Point localization data:
----------------

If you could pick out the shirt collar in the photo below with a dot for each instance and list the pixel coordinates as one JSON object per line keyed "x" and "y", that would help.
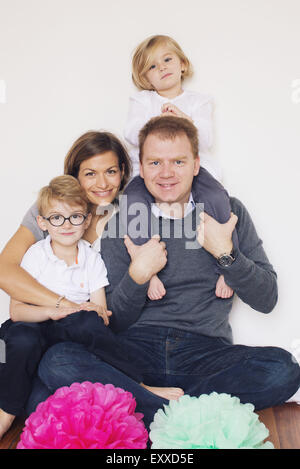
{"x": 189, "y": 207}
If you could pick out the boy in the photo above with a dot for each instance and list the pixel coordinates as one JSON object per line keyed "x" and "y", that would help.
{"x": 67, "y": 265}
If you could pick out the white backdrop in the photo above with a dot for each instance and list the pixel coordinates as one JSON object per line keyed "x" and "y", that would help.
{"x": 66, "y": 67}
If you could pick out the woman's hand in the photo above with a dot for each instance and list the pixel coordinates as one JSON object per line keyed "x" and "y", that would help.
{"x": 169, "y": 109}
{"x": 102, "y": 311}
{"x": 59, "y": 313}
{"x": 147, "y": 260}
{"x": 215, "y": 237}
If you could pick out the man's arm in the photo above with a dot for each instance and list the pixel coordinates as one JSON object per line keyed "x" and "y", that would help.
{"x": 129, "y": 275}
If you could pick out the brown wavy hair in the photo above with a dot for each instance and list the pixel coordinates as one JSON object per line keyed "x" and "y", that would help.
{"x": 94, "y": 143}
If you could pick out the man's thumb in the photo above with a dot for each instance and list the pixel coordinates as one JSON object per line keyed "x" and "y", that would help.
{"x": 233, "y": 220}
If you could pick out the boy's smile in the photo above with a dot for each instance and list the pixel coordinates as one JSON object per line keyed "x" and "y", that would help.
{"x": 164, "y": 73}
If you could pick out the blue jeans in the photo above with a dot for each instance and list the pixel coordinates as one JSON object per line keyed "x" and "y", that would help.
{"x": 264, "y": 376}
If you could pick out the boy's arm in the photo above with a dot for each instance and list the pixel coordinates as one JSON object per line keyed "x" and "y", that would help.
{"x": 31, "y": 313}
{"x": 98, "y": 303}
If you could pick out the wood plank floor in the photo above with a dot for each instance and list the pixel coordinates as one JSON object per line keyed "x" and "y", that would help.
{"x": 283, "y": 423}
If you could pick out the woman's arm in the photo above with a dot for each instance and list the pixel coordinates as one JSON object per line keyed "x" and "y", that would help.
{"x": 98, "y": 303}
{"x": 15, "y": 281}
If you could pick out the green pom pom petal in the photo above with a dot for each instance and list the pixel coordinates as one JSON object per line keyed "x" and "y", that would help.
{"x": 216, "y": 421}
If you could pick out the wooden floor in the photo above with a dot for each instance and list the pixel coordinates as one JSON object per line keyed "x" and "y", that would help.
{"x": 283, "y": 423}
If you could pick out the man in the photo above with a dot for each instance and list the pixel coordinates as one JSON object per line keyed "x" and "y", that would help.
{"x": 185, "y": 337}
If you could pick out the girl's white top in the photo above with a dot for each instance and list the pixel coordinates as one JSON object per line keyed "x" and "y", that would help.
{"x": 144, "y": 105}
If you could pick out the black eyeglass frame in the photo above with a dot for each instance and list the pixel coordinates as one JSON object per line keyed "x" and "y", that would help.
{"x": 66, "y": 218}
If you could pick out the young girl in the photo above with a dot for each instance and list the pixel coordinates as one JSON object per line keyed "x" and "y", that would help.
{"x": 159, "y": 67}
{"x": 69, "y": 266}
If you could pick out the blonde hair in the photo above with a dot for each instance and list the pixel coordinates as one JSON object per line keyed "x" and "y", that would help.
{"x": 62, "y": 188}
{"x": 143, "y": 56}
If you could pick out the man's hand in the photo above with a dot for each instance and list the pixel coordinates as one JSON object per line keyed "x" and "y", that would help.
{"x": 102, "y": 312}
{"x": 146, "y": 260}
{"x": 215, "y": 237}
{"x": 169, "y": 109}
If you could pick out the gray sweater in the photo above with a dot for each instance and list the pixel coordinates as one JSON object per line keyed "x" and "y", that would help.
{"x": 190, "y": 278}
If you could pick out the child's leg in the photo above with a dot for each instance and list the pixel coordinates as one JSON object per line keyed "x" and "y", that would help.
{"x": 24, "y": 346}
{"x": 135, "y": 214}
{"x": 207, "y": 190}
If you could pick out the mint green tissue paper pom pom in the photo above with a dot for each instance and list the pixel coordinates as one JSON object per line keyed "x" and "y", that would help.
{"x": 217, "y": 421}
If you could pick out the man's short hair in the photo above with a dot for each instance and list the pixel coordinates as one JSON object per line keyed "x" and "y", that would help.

----------------

Exercise: Each entry above should be given again exactly, with its pictures omitted.

Task solution:
If you could pick out the shirt collar in the photo below with a dot for each instance and list the pixel coordinates as one JSON object per line keyed "x" and "y", that would help.
{"x": 189, "y": 207}
If you could pick out the boy in the photo above with a dot for each instance and list the pixel coordinates as one JSON object per line keyed "x" and "y", that would help.
{"x": 67, "y": 265}
If you could pick out the white backdrop in the photo above with a dot for each instance and list the pixel coordinates as one JSON object per line keyed "x" and "y", that would help.
{"x": 66, "y": 67}
If you could pick out the woman's hand in the photo above with a dot for each instance and list the pixel coordinates as one JSON object per line keyed "x" and "y", that would help.
{"x": 169, "y": 109}
{"x": 102, "y": 311}
{"x": 59, "y": 313}
{"x": 147, "y": 260}
{"x": 215, "y": 237}
If you could pick out the man's arm in the photo above with a dot for each instance and list the pixel coordinates as one JSON object per line keyed "x" and "y", that would help.
{"x": 129, "y": 275}
If you could pick out the brown wavy hair in the photo above with a dot for each instance and list the pixel coordinates as one JSON object per line keyed "x" and "y", that would help.
{"x": 94, "y": 143}
If you could pick out the man's thumb in the photo above with a dot for each instance and list the pixel coordinates as one JSON object per line keyed "x" and "y", that would help.
{"x": 233, "y": 220}
If you could pick out the boy's smile in the photo above with a dot for each instance and list the pixel coordinates as one JSON object per line keyed "x" and "y", that would help.
{"x": 164, "y": 73}
If you could pick out the blue jeans in the photo above with a dot for each instance and list the pixel coordinates as one JSON object per line keyed "x" and "y", that would help.
{"x": 264, "y": 376}
If you could pick out the boy's arm in the photo above with a dot for each instance and list the pixel coordinates as one JSON object per line keyed "x" and "y", that would help.
{"x": 31, "y": 313}
{"x": 98, "y": 303}
If you could pick out the wood plank floor in the photo above with a dot for each instance and list the pixel coordinates as one JSON object per line keyed "x" and "y", that would help.
{"x": 283, "y": 423}
If you could pick out the woman's arm in the photo above with a dot for each instance and list the pixel coordinates as one JSON object per line keyed "x" and "y", that would help.
{"x": 98, "y": 303}
{"x": 15, "y": 281}
If you could pick out the green pom pom petal in the photo above with a dot for each instance and list the pixel coordinates as one JSON object per line keyed "x" and "y", that would help.
{"x": 216, "y": 421}
If you could pick out the wooden floor in the photo above with a dot for each instance and list the pixel coordinates as one JSON object per line keyed "x" and "y", that would help.
{"x": 283, "y": 423}
If you could pick out the man in the photo above with a dot for each instance and list the pixel coordinates as one JSON object per line keyed "x" and "y", that would help.
{"x": 185, "y": 337}
If you could pick out the girl's white top in the photo above with a dot for each instance and list the pixel coordinates as one JSON object per line keyed "x" and "y", that would help.
{"x": 144, "y": 105}
If you could pick out the black eyeglass frame in the photo above with a dot for each instance and list the pixel coordinates as one JSON object per line keyed "x" and "y", that would help.
{"x": 66, "y": 218}
If you could pick out the young girl in the photo above with a dot for each instance and list the pixel coordinates as one JSON object per line keyed "x" and "y", that would help.
{"x": 159, "y": 67}
{"x": 69, "y": 266}
If you could pick out the blonde hair in the photo above with a dot for each instance and list the pixel coordinates as one JSON object per line keyed "x" and "y", that would help.
{"x": 62, "y": 188}
{"x": 143, "y": 56}
If you could pick out the man's hand in the photo above with a dot for each instance and list the pixel coordinates as one JSON object per line keyed "x" and "y", that would help.
{"x": 102, "y": 312}
{"x": 146, "y": 260}
{"x": 215, "y": 237}
{"x": 169, "y": 109}
If you could pick out the gray sweater in the photo above with a dot for each instance and list the pixel coordinates as one JSON object per line keyed "x" and "y", that would help.
{"x": 190, "y": 278}
If you could pick out the child's leg in the photo above with a dot for each instance and list the pixel coordinates as one JSON object per line keyed "x" and "y", that would help.
{"x": 24, "y": 346}
{"x": 135, "y": 214}
{"x": 207, "y": 190}
If you could pick out the mint green tissue paper pom pom in the photo above with a dot for each instance and list the pixel coordinates as one JSON object per line keyed "x" and "y", that would help.
{"x": 217, "y": 421}
If you could pick out the man's short hair in the photo above with a dot for each instance and list the pixel coordinates as one JSON object per line keyed "x" and "y", that would help.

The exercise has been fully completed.